— START Records for this exercise —

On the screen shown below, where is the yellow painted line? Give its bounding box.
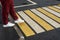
[48,6,60,13]
[17,14,35,37]
[37,8,60,23]
[24,10,54,31]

— END Records for this exercise —

Short task – Quote every line of the entries above word for word, leaving out the pictures.

Response below –
On the screen shown below, where is the yellow painted line? Give its bounding box.
[48,6,60,13]
[17,14,35,37]
[37,8,60,23]
[24,10,54,31]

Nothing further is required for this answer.